▶ _TASK REQUIREMENTS_:
Everything in the data below is left aside except the lines from the one containing "# test: pointer drops one pin on the haze" through the one containing "# test: pointer drops one pin on the green lawn, once"; repeat those exactly.

▶ _INPUT_:
####################
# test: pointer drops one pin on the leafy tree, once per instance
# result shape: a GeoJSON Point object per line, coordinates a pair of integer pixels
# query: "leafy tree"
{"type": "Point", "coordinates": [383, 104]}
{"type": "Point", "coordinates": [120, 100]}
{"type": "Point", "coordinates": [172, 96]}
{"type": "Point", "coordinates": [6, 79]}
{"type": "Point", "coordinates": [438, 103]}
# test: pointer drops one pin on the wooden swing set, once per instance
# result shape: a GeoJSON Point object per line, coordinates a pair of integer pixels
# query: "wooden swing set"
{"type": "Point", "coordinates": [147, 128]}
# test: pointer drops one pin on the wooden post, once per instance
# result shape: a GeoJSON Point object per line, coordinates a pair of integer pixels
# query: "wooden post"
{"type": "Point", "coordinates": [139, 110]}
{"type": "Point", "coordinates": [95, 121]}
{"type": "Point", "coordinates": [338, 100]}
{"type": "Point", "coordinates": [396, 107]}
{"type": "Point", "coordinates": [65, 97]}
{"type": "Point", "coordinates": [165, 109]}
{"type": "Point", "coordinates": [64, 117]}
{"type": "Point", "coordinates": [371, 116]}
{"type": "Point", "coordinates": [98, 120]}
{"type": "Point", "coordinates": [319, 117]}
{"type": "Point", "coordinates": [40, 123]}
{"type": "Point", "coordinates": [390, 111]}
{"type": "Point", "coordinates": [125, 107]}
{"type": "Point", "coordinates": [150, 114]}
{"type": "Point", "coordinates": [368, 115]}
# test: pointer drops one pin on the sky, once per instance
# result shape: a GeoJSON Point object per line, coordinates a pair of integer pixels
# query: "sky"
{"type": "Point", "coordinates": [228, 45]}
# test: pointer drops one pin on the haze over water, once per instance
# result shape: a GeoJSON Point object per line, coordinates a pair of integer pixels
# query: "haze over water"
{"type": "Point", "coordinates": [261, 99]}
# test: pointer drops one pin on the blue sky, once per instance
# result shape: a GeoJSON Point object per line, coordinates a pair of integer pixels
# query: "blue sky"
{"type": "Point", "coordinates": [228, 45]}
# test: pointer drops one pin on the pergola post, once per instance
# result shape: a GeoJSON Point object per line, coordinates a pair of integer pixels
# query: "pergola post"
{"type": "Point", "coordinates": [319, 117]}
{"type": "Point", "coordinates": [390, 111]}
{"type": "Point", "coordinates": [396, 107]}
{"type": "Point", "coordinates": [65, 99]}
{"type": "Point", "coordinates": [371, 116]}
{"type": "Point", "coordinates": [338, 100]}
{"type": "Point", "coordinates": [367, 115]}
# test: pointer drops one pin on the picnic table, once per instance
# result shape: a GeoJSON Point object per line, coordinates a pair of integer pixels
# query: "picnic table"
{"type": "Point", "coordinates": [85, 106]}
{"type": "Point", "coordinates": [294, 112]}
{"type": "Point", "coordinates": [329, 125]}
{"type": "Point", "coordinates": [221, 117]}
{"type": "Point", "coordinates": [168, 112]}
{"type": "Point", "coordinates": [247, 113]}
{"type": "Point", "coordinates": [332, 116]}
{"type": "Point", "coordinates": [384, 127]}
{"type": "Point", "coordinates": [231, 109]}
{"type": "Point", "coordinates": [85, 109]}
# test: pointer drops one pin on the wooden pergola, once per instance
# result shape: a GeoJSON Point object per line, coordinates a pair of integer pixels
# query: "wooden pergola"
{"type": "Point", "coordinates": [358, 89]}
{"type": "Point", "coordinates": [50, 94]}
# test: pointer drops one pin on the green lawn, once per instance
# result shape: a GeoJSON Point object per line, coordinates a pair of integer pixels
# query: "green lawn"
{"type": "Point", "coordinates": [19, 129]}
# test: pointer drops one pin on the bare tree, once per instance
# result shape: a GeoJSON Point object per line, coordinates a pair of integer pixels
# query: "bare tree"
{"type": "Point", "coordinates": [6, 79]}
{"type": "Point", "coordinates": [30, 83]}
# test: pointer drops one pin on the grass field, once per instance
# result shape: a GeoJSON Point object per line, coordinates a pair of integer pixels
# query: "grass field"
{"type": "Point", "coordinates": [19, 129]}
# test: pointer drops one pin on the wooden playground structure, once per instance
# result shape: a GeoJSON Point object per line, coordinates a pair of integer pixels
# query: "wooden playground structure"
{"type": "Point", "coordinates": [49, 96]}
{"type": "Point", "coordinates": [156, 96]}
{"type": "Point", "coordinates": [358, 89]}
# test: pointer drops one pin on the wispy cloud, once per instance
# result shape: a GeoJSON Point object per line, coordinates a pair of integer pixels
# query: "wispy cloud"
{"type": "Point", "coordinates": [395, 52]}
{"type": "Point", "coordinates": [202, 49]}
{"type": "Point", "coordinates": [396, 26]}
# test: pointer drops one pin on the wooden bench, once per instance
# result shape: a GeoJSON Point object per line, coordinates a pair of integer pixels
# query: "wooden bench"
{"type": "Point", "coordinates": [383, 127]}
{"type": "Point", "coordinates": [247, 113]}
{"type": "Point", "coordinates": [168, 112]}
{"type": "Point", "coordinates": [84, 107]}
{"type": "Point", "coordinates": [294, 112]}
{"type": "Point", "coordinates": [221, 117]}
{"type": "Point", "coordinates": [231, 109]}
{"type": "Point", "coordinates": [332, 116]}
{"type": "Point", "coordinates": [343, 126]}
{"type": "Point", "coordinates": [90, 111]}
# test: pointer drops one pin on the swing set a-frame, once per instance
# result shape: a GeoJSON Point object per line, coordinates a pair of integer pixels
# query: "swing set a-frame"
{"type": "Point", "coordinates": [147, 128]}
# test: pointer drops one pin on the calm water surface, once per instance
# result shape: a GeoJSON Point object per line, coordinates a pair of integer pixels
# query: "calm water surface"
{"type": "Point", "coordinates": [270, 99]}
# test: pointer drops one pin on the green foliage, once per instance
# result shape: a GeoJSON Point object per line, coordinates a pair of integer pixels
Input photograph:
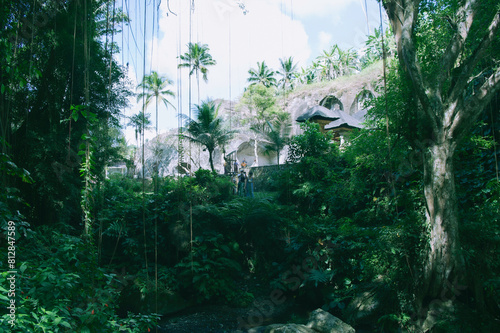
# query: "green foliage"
{"type": "Point", "coordinates": [60, 288]}
{"type": "Point", "coordinates": [211, 269]}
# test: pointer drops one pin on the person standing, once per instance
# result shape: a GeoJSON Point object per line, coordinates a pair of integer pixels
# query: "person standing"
{"type": "Point", "coordinates": [241, 183]}
{"type": "Point", "coordinates": [249, 185]}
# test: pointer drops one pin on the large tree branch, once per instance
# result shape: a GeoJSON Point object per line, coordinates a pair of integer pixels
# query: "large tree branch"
{"type": "Point", "coordinates": [403, 16]}
{"type": "Point", "coordinates": [467, 111]}
{"type": "Point", "coordinates": [465, 16]}
{"type": "Point", "coordinates": [466, 69]}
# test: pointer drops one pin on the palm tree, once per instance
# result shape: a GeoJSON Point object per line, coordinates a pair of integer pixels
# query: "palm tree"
{"type": "Point", "coordinates": [139, 122]}
{"type": "Point", "coordinates": [208, 130]}
{"type": "Point", "coordinates": [155, 87]}
{"type": "Point", "coordinates": [287, 72]}
{"type": "Point", "coordinates": [197, 59]}
{"type": "Point", "coordinates": [275, 133]}
{"type": "Point", "coordinates": [328, 61]}
{"type": "Point", "coordinates": [347, 61]}
{"type": "Point", "coordinates": [262, 74]}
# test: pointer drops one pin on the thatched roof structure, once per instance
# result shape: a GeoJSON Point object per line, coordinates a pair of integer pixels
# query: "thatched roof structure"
{"type": "Point", "coordinates": [316, 113]}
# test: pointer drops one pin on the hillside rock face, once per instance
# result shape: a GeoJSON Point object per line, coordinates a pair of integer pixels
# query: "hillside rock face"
{"type": "Point", "coordinates": [320, 321]}
{"type": "Point", "coordinates": [345, 93]}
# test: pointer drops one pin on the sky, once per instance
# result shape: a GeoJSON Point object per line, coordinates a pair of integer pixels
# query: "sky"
{"type": "Point", "coordinates": [238, 38]}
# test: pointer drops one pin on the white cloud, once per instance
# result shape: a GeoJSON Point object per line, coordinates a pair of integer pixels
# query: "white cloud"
####################
▶ _ANSWER_:
# test: pointer drops one pin on the haze over water, once per instance
# result shape: a GeoJSON Point object per line, coordinates a pair of integer pixels
# query: "haze over water"
{"type": "Point", "coordinates": [261, 99]}
# test: pointer drops one pin on the blue sky, once per instance
# result shape: a GeoJSON Point object per line, coordinates a pair of integer pixels
# query: "blue sky"
{"type": "Point", "coordinates": [228, 45]}
# test: pointer drops one pin on the pergola post, once per instance
# result shape: a GeoJSON Point object per line, coordinates a pair of integer pixels
# query: "pergola post"
{"type": "Point", "coordinates": [319, 117]}
{"type": "Point", "coordinates": [390, 111]}
{"type": "Point", "coordinates": [396, 107]}
{"type": "Point", "coordinates": [65, 99]}
{"type": "Point", "coordinates": [371, 116]}
{"type": "Point", "coordinates": [338, 100]}
{"type": "Point", "coordinates": [367, 115]}
# test: pointer drops one pin on the picnic table, once per instance
# result shape: a GeoJSON Point object per line, coordinates a pair of integer pixels
# query: "picnic table"
{"type": "Point", "coordinates": [85, 106]}
{"type": "Point", "coordinates": [294, 112]}
{"type": "Point", "coordinates": [329, 125]}
{"type": "Point", "coordinates": [221, 117]}
{"type": "Point", "coordinates": [168, 112]}
{"type": "Point", "coordinates": [247, 113]}
{"type": "Point", "coordinates": [332, 116]}
{"type": "Point", "coordinates": [384, 127]}
{"type": "Point", "coordinates": [231, 109]}
{"type": "Point", "coordinates": [85, 109]}
# test: pointer drops one pin on the wooden pergola, once per instance
# result shape: a GeoJSON Point object per line, coordinates a pair of integer pixels
# query: "wooden pergola"
{"type": "Point", "coordinates": [358, 89]}
{"type": "Point", "coordinates": [50, 94]}
# test: pointer drops one pin on the green lawn, once per instance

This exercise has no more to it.